Excerpted records:

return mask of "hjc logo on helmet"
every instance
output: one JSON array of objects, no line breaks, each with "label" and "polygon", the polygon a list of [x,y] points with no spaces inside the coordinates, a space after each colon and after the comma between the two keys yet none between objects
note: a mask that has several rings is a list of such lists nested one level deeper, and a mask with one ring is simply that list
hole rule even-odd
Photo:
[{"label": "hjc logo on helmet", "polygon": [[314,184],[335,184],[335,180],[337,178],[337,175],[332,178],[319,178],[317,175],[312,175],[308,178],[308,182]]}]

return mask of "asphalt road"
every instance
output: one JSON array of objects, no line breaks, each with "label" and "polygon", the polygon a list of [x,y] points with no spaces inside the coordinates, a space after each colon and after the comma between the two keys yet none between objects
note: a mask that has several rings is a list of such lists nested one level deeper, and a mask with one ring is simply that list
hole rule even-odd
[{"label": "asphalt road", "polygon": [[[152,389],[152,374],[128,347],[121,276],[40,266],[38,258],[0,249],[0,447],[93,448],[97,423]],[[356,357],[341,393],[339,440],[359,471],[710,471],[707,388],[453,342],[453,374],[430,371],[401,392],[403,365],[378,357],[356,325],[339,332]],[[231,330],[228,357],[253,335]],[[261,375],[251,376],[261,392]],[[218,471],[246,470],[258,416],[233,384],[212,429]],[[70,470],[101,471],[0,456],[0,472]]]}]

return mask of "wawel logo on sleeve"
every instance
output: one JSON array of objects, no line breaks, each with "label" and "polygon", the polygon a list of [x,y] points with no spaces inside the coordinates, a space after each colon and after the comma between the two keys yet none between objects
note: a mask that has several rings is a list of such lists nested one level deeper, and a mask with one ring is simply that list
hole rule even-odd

Objective: Rewrite every line of the records above as a JSON list of strings, one string per line, leaving out blank lines.

Answer in full:
[
  "return mask of \"hjc logo on helmet\"",
  "every instance",
  "output: one JSON array of objects, no line breaks, each with \"label\" and \"polygon\", the polygon a list of [x,y] points with no spaces inside the coordinates, a space after each colon and after the comma between the two keys yet none between objects",
  "note: a mask that has several rings is a list of such lists nested one level deeper, and a mask with one ring is simply that list",
  "hole rule even-odd",
  "Photo:",
  "[{\"label\": \"hjc logo on helmet\", \"polygon\": [[314,184],[335,184],[335,180],[337,178],[337,175],[332,178],[319,178],[317,175],[312,175],[308,178],[308,182]]}]",
  "return mask of \"asphalt road\"",
  "every instance",
  "output: one JSON array of objects, no line breaks, each with \"label\" and \"polygon\", the polygon a list of [x,y] points with no spaces inside the coordinates, a space after each colon and after the comma between the two keys yet none between objects",
  "note: a mask that has several rings is a list of such lists nested one level deeper, and a mask with one ring is simply that list",
  "hole rule even-odd",
  "[{\"label\": \"asphalt road\", \"polygon\": [[[152,389],[152,374],[128,347],[121,276],[40,266],[38,258],[0,249],[0,447],[93,448],[97,423]],[[356,357],[341,393],[339,440],[359,471],[710,471],[707,388],[453,342],[453,374],[430,371],[401,392],[403,365],[378,357],[356,325],[339,332]],[[231,330],[228,357],[253,335]],[[261,375],[251,376],[261,392]],[[218,471],[246,470],[258,416],[233,384],[212,429]],[[70,470],[101,471],[0,456],[0,472]]]}]",
  "return mask of \"wawel logo on sleeve\"",
  "every instance",
  "output: one JSON array of objects, no line breaks, each with \"label\" and \"polygon\", the polygon a list of [x,y] points with no spaces inside the coordinates, a space after each colon and after the comma between the two keys yet none between objects",
  "note: a mask that has several rings is a list of such lists nested one level deeper, and a mask with one ring is simply that list",
  "hole rule even-odd"
]